### PROVIDED PASSAGE

--- Begin ---

# Finishing a kitchen worktop



## angelboy (7 Feb 2016)

We currently have an ikea birch worktop http://www.ikea.com/gb/en/catalog/products/80273794/ and we want to updat it.

I wanted a walnut finish but I'm unsure what to use and what's the best type of finish.

Any ideas or advice?


----------



## blackrodd (8 Feb 2016)

See what others say, Several members have mentioned Worktop Express and had a good experience.
I've put a link for them below, their recommended finish appears to be Rustins, scroll down the page for Different Species, prices, delivery, etc.
I've got a small job do needing some worktop , so I'll be looking at these myself.
There's very little worktop choice here in Sunny Devon as Ikea is 100 miles away, ( That may be a plus!).Regards Rodders


----------



## angelboy (8 Feb 2016)

Sorry, I didn't explain myself correctly.


I want to sand down the birch and add some kind of stain or dye to give it a walnut effect. I also didn't know what the preferred finish might be, like what type of sheen.

I will check out your suggestion for future reference though, thanks.


----------



## blackrodd (8 Feb 2016)

I Googled "Foodsafe" Walnut stain and the link is below, Rustoleum is the first, have a butchers,
Regards Rodders

https://www.google.co.uk/search?q=food+ ... ld67NmY%3D


----------



## Homers double (8 Feb 2016)

Hello angelboy
Sand your work top back give it the walnut wood stain and then finish off with osmo top oil in natural finish,
I've made several work tops mainly in oak, I've tried various finishes and the osmo stuff is extremely durable and long lasting


----------



## Dee J (8 Feb 2016)

Getting back to a surface free of the existing coating will be a challenge. Any trace of the existing lacquer will affect the stain take-up and may well cause a blotchy appearance. If it ends up a blotchy mess, be prepared to change the worktop. Its a course of action with little opportunity to retreat!


----------



## Wuffles (8 Feb 2016)

Dee J":2j3cdhnz said:


> Getting back to a surface free of the existing coating will be a challenge. Any trace of the existing lacquer will affect the stain take-up and may well cause a blotchy appearance. If it ends up a blotchy mess, be prepared to change the worktop. Its a course of action with little opportunity to retreat!



Good point, would a tester coat with white spirit not show up any potential blotchy areas that need more work? A bit like.


----------



## ED65 (8 Feb 2016)

Wuffles":39wz0eqq said:


> Good point, would a tester coat with white spirit not show up any potential blotchy areas that need more work? A bit like.


Not certain if this works with oiled wood rather than after removing varnish or lacquer. However, going over the surface with white spirit will help to remove any last traces of oil. I was going to suggest you thoroughly degrease anyway, even if you plane or scrape in preference to sanding, as there's always the chance you might get a little cross-contamination on parts of the surface.

--- End ---

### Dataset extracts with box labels

--- Begin ---

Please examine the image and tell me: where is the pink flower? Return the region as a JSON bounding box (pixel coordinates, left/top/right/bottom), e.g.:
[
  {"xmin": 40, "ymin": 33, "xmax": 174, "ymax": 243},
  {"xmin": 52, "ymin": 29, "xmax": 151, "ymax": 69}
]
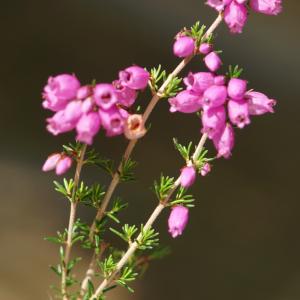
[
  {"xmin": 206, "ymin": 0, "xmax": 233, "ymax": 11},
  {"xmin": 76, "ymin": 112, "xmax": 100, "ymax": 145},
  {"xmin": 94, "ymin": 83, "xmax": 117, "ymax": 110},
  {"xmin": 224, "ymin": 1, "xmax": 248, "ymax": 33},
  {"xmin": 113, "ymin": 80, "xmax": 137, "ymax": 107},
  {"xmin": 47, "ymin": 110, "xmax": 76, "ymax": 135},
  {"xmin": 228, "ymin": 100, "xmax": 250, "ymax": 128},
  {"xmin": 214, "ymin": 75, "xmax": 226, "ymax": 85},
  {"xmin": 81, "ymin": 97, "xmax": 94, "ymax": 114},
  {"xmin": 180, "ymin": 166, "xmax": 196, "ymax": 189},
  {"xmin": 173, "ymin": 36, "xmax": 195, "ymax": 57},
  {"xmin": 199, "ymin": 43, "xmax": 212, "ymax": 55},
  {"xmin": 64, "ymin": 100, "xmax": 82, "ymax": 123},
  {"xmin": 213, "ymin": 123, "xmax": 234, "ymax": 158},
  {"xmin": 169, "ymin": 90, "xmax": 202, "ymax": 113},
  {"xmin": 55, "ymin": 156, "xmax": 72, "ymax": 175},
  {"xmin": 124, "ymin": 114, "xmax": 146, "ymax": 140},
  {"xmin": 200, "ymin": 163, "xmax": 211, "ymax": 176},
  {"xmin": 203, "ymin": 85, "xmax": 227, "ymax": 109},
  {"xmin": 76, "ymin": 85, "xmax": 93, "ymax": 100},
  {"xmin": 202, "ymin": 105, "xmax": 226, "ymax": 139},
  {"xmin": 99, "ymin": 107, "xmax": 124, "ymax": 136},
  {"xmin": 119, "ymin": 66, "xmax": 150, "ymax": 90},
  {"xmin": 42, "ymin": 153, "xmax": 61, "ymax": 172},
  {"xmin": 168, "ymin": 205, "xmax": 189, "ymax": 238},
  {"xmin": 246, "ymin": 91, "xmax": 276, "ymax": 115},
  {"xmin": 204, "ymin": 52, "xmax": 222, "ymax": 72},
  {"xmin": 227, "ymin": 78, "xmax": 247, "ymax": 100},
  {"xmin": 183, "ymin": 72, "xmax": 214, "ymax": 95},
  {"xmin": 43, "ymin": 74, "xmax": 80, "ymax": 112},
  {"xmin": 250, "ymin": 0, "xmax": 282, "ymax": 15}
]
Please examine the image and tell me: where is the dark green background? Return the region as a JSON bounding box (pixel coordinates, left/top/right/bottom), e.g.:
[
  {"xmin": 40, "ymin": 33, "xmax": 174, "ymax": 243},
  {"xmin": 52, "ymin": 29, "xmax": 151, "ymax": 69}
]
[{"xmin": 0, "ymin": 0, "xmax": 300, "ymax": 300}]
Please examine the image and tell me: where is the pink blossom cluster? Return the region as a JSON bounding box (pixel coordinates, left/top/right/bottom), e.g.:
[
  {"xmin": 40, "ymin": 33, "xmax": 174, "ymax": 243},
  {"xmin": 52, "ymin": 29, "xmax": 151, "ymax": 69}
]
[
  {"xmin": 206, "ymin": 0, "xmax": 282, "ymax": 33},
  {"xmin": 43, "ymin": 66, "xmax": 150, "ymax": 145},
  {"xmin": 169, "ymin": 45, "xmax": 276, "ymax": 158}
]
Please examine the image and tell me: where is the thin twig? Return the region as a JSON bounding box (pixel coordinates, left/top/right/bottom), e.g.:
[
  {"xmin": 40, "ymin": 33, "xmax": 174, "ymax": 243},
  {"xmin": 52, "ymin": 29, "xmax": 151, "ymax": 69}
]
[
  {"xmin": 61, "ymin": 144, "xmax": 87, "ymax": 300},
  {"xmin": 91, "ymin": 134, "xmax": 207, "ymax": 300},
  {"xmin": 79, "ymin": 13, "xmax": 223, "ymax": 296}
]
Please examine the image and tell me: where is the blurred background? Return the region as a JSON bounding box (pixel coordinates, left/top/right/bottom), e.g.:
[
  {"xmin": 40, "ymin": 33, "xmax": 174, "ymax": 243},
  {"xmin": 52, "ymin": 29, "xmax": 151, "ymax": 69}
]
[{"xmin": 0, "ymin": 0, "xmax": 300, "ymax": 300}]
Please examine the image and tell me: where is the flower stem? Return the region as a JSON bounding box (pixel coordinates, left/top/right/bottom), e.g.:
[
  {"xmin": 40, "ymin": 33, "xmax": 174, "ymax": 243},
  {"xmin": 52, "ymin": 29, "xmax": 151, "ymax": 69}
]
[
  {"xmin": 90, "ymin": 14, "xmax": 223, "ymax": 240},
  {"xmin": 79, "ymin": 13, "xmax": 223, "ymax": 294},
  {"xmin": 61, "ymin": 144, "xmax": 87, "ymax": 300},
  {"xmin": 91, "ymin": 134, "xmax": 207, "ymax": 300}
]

--- End ---
--- Begin ---

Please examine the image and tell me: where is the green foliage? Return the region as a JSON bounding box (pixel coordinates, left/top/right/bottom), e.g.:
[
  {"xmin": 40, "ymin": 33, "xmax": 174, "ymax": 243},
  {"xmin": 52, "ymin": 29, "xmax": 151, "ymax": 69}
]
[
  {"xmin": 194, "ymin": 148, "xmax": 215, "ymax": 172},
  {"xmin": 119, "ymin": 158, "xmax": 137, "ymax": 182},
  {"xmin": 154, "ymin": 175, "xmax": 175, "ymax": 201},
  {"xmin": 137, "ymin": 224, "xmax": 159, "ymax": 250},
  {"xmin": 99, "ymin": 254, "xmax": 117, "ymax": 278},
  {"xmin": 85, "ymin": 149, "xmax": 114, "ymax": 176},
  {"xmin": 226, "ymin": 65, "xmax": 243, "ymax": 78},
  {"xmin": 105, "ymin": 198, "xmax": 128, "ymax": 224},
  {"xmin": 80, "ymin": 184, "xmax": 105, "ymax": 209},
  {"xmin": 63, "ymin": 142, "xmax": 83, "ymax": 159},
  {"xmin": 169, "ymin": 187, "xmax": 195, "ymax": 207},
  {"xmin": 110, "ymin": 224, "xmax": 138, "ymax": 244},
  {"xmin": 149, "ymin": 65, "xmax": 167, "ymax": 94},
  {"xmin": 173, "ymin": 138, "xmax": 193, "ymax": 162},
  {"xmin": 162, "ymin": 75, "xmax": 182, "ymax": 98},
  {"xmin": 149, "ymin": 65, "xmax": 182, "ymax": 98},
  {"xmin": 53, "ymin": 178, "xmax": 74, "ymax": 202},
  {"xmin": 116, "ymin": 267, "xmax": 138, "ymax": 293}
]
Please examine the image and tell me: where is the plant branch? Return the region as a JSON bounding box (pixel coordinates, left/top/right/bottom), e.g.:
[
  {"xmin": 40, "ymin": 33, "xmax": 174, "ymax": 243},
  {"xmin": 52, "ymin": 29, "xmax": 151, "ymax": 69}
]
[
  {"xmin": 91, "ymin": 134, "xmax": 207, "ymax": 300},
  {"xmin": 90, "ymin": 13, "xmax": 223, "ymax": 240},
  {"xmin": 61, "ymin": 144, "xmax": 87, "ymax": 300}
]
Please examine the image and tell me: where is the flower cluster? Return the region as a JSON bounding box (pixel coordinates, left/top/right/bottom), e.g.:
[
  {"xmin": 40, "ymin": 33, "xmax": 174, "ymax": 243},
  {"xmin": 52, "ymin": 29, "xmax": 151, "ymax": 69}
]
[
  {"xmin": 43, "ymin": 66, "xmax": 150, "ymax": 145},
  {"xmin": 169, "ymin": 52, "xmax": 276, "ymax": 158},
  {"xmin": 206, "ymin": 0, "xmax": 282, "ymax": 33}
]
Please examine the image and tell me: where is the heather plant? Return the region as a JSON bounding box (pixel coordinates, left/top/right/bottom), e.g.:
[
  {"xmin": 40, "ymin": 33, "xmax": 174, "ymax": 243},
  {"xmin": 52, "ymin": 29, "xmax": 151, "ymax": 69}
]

--- End ---
--- Begin ---

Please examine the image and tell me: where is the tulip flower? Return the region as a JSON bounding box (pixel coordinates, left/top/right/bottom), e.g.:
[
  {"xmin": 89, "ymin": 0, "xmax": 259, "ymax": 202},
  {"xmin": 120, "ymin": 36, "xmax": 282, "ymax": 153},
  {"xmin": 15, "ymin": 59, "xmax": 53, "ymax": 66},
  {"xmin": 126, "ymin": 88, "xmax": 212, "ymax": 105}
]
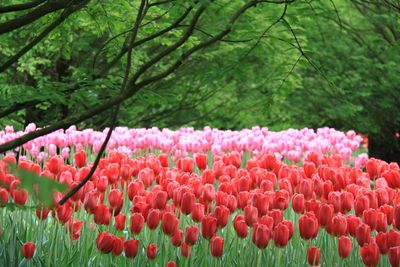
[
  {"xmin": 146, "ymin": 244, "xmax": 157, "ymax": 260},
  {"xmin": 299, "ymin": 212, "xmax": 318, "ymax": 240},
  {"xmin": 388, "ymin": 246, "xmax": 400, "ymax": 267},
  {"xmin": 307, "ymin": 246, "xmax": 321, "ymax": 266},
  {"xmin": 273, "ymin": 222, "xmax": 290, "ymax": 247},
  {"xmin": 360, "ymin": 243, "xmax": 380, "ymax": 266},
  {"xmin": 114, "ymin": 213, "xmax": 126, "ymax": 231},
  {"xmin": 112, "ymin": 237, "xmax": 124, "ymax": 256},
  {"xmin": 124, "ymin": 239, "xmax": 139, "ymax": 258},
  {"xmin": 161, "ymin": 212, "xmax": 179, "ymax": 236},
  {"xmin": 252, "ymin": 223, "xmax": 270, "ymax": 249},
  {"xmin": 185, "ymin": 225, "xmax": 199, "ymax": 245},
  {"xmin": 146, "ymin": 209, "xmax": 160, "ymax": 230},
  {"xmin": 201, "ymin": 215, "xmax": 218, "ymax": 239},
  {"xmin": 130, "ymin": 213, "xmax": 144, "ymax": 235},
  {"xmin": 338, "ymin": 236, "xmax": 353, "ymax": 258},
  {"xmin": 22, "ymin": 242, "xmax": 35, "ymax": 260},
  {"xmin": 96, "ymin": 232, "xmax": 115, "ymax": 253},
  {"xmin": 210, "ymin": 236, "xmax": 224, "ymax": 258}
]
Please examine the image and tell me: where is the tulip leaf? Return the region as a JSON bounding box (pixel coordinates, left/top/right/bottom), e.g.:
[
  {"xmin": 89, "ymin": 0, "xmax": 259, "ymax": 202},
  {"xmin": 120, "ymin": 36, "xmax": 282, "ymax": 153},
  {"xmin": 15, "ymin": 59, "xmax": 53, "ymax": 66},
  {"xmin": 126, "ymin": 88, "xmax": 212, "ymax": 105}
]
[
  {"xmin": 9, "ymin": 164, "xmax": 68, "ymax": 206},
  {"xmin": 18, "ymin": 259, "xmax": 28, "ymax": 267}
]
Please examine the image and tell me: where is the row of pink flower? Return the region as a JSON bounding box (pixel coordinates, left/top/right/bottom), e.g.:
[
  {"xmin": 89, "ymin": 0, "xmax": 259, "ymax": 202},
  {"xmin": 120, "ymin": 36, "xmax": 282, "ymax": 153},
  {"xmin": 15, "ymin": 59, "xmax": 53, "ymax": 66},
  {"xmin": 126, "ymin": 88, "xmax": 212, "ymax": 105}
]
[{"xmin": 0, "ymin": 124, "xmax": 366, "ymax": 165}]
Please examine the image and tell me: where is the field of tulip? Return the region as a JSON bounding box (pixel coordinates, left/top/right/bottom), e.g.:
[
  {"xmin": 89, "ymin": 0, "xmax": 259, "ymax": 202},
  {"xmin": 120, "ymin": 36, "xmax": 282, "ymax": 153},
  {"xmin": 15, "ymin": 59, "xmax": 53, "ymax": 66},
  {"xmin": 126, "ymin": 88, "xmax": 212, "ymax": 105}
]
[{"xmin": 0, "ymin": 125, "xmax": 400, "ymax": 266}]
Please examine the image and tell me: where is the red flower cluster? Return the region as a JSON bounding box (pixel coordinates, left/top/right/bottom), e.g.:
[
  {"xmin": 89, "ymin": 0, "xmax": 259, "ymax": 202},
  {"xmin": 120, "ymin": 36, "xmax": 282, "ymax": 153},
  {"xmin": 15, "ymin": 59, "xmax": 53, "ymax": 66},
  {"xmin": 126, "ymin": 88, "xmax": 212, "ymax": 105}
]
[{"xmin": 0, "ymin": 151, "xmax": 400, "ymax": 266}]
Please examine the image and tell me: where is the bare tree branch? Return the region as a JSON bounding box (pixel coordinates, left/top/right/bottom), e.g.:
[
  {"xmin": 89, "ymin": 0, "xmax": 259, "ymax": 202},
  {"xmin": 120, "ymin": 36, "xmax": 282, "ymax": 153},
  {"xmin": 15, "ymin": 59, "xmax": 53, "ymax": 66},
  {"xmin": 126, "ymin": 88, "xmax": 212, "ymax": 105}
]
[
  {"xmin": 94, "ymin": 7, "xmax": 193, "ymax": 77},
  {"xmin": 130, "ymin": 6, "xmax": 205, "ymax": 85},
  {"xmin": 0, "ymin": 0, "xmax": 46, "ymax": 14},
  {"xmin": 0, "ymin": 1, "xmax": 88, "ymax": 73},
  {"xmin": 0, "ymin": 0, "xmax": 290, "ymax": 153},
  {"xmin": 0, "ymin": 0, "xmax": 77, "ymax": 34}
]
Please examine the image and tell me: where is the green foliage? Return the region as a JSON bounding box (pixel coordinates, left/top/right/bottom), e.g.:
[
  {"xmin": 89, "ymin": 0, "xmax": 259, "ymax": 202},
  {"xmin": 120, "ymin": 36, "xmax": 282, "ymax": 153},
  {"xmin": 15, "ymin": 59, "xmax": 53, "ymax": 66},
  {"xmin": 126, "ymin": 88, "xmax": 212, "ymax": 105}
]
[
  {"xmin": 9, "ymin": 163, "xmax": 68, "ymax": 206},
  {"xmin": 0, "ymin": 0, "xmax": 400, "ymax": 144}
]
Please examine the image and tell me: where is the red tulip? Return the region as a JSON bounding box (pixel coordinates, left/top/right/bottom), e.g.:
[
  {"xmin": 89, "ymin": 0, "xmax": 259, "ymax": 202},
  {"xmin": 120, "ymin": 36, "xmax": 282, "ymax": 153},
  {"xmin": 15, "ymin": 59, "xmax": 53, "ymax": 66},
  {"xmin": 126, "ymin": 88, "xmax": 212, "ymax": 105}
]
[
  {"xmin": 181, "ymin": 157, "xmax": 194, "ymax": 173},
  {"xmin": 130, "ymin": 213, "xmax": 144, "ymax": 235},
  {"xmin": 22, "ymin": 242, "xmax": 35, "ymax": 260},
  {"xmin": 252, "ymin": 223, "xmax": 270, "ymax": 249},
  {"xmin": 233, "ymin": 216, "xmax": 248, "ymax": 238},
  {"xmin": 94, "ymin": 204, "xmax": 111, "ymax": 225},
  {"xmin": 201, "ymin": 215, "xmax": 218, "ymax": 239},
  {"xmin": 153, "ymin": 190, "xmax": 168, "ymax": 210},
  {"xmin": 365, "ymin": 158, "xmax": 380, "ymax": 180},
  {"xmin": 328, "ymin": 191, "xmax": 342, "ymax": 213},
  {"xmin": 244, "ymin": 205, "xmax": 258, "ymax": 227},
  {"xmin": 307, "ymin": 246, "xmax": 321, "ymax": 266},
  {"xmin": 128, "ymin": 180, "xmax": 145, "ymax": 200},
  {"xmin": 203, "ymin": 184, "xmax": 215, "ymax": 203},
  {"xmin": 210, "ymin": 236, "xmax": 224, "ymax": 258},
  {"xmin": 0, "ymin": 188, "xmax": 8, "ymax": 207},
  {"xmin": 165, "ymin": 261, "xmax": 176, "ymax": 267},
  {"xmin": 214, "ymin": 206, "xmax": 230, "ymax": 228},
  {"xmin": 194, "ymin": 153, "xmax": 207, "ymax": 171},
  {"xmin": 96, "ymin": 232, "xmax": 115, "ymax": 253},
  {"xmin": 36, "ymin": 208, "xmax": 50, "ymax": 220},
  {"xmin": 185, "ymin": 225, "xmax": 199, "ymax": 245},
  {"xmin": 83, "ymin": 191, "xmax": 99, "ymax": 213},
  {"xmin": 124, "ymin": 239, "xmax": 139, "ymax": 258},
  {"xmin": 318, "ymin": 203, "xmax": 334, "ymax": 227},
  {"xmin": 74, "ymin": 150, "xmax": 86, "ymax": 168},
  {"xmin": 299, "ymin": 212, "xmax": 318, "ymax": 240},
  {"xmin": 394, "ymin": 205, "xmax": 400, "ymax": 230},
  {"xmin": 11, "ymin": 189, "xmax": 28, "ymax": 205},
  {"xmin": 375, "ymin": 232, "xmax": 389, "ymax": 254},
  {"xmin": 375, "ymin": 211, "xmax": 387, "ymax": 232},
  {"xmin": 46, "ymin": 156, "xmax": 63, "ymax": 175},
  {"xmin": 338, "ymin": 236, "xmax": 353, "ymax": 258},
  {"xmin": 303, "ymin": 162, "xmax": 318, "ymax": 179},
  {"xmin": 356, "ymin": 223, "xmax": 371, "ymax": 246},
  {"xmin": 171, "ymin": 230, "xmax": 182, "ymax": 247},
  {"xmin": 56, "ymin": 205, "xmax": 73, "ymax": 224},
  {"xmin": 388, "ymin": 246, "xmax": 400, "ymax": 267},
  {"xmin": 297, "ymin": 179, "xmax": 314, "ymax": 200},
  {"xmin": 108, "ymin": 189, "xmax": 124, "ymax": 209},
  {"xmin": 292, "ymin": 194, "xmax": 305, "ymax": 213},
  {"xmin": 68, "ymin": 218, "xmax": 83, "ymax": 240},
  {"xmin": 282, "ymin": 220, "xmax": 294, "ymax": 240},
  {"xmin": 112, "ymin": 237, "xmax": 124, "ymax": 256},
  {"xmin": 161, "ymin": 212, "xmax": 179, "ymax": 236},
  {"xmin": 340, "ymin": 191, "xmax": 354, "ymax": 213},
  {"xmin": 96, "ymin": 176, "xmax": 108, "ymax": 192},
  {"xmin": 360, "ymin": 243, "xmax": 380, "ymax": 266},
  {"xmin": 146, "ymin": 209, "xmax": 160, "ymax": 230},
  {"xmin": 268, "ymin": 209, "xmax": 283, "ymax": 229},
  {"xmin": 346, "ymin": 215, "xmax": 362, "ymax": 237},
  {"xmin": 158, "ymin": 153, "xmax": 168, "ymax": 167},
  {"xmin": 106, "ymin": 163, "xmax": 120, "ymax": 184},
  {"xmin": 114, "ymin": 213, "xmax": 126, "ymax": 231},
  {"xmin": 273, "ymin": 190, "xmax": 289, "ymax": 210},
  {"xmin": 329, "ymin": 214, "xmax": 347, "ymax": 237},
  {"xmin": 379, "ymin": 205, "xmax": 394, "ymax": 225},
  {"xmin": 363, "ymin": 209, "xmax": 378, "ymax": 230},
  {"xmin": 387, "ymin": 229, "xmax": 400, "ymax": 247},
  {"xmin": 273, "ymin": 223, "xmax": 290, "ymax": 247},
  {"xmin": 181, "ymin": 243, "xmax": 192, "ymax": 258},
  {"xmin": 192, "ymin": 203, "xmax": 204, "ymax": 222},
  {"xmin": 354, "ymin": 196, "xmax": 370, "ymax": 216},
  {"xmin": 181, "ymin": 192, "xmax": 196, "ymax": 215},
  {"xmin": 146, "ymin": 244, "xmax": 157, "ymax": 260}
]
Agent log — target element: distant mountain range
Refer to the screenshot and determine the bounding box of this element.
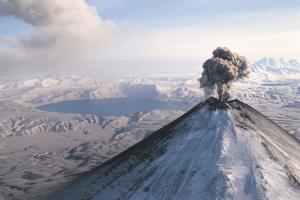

--- End ---

### TASK REQUIREMENTS
1 > Please rewrite the paragraph in the worktop thread that begins "Getting back to a surface free" as a short bulleted list that keeps its main points.
2 > Name every user who posted in the worktop thread.
3 > Carry on the worktop thread from its last post.
The records are standalone material, separate from the worktop thread.

### ANSWERS
1 >
- Getting the surface fully free of the existing coating will be hard.
- Any leftover lacquer will affect how the stain takes and may make it blotchy.
- If the result is a blotchy mess, be ready to replace the worktop.
- Once begun, there is little chance to back out.

2 > angelboy, blackrodd, Homers double, Dee J, Wuffles, ED65

3 >
Re. the food-safe aspect of this, just about any stain should be fine because it'll be protected under your topcoat where it won't come into contact with the food anyway.


----------



## angelboy (8 Feb 2016)

Thanks.

I'll sand back then add white spirit and see how I get on.


----------



## MrYorke (13 Feb 2016)

If it's been pre-finished by ikea it'll be a nightmare to take it off back to fresh timber!

I did this for a customer and it was serious hard graft and took ages to get it all off! I really wouldn't recommend it unless you have a good quality ROS and good quality sand paper & shoulder and arm muscles the size of the hulk. 

Good luck but if you can, replace the top instead.


----------



## scosarg (15 Feb 2016)

I used Osmo Polyx Oil semi matt sanded down to 1200 grit on some pippy oak - gave a beautiful finish.
They do it with different colours and sheens


----------



## scosarg (15 Feb 2016)

I forgot the picture..


----------



## Phil Pascoe (15 Feb 2016)

By the time you've finished it, you'll wish you'd replaced it.  Damhikt.


----------



## Wuffles (15 Feb 2016)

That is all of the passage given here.